= DATA ROWS =
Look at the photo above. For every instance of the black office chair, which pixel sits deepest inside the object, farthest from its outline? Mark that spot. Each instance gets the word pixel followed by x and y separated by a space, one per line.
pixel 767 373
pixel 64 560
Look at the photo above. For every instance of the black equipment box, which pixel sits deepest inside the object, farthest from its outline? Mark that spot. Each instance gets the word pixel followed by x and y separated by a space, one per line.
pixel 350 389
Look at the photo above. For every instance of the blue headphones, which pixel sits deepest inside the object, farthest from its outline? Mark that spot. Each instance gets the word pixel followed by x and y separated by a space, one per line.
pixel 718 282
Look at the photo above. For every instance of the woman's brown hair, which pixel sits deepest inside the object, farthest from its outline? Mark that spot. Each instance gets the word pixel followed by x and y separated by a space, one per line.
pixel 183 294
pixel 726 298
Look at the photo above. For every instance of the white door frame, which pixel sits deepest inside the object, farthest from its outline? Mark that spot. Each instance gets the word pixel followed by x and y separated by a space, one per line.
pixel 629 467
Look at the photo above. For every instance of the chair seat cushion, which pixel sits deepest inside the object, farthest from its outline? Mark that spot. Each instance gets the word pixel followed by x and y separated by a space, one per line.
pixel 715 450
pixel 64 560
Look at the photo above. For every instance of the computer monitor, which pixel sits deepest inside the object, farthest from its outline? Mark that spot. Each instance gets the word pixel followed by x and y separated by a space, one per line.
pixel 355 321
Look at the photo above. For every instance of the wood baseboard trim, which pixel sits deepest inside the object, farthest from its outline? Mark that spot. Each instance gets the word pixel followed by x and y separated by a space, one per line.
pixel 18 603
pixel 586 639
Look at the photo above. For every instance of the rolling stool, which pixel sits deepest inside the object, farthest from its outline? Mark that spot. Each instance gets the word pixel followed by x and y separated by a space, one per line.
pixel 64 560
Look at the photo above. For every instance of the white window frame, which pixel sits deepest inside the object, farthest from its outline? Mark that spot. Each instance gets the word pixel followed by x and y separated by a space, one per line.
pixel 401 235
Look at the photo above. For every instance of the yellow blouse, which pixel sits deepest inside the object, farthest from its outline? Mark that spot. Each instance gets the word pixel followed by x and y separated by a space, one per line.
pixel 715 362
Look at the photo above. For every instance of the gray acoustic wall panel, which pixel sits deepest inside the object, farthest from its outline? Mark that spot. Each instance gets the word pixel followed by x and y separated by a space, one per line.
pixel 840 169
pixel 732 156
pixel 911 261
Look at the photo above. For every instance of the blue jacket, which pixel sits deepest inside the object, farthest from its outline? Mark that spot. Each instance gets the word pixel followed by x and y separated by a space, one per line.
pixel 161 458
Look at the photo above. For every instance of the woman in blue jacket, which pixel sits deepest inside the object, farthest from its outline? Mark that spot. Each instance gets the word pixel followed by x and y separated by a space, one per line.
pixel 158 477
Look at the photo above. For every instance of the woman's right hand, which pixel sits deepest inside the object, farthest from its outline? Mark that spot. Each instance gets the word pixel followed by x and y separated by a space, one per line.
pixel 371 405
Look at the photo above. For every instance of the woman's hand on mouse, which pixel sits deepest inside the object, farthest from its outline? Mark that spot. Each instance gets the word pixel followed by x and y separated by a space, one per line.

= WHAT YOU SHOULD DO =
Reproduce all of the data above, substituting "most distant from its boundary" for each occurrence of "farthest from its outline" and leaving every other character unchanged.

= FULL ANSWER =
Look at the photo above. For every instance of the black office chair, which pixel sits deepest inside the object, most distant from its boundary? Mark that spot. Each instance gets the word pixel followed by x and y separated by a space, one per line.
pixel 767 373
pixel 64 560
Look at the photo above. For every instance of the black equipment box, which pixel sits deepest inside the object, most distant from its boundary? Mark that spot. Each instance gets the word pixel followed by x and y separated by a space, one per line.
pixel 350 389
Look at the photo above. For every instance of the blue headphones, which pixel sits deepest inside the object, most distant from its boundary? Mark that spot. Each instance gets the word pixel followed by x and y separated by a space, one per line.
pixel 718 282
Look at the photo above. For every instance of the woman's brown hair, which pixel sits deepest inside the object, most distant from its boundary? Mark that spot. Each instance gets the word pixel followed by x and y separated by a space, one per line.
pixel 183 294
pixel 726 298
Look at the photo above. For every instance of the white door frame, which pixel sits deepest inside the object, most distant from its boundary? Mark that spot. Each instance gets the word pixel followed by x and y separated by a space, one per line.
pixel 629 467
Look at the photo above. For every instance of the chair seat cushion, which pixel sits deepest inside the object, most distant from its boundary? Mark that spot. Each instance gets the word pixel followed by x and y separated by a space, one per line.
pixel 715 450
pixel 64 560
Look at the photo above. For every instance of the computer monitor, which pixel sits deepest inside the object, most distant from its boundary? Mark that spot. Each instance gets the word pixel followed by x and y separated by a space, one per line.
pixel 355 321
Look at the photo above. For every instance of the wood baseboard trim, which pixel sits deepest inside the object, most distant from its boundary? Mark that spot. Each instance gets the word pixel followed by x and y separated by a space, one per line.
pixel 18 603
pixel 586 639
Look at the photo above. For every instance of the rolling stool, which pixel sits deepest inside the object, most distant from its boundary? Mark that spot. Each instance gets the word pixel followed by x and y separated by a space, one per line.
pixel 64 560
Look at the photo above. For every instance of the white window frame, which pixel sits deepest inside the object, most distant from its boundary? Mark that spot. Each instance gets the word pixel followed by x and y separated by a space, one per line.
pixel 401 235
Look at the photo above. For every instance of the yellow blouse, which pixel sits deepest inside the object, most distant from its boundary? Mark that spot. Each instance gets the word pixel followed by x and y separated by a space, one per line.
pixel 715 362
Look at the photo above. For every instance of the gray acoustic wall panel, which pixel sits deepest inside the object, most distant from its boundary? Mark that spot. Each instance gets the word pixel followed by x and y separated by a space, one per line.
pixel 840 169
pixel 732 156
pixel 911 261
Look at the photo above. For every instance of the blue jacket, which pixel sits deepest inside the object, most distant from its boundary? Mark that spot. Each instance gets the word pixel followed by x and y separated by a space, one per line.
pixel 161 458
Look at the photo above. For every instance of the woman in blue jacket, which pixel sits deepest inside the object, most distant from its boundary? Mark that spot. Each instance gets the word pixel followed by x and y separated by a space, one per line.
pixel 158 477
Look at the photo above. For every instance of the woman's right hand, which pixel sits deepest inside the object, most distant from its boundary? Mark that spot. Each instance gets the word pixel followed by x and y separated by a space, one per line.
pixel 371 405
Look at the photo above. For every instance of the woman's hand on mouse, which pixel sits deepest inside the object, most distant from its boundary? Mark that spot. Each instance gets the word pixel followed by x and y separated by a space, one per line.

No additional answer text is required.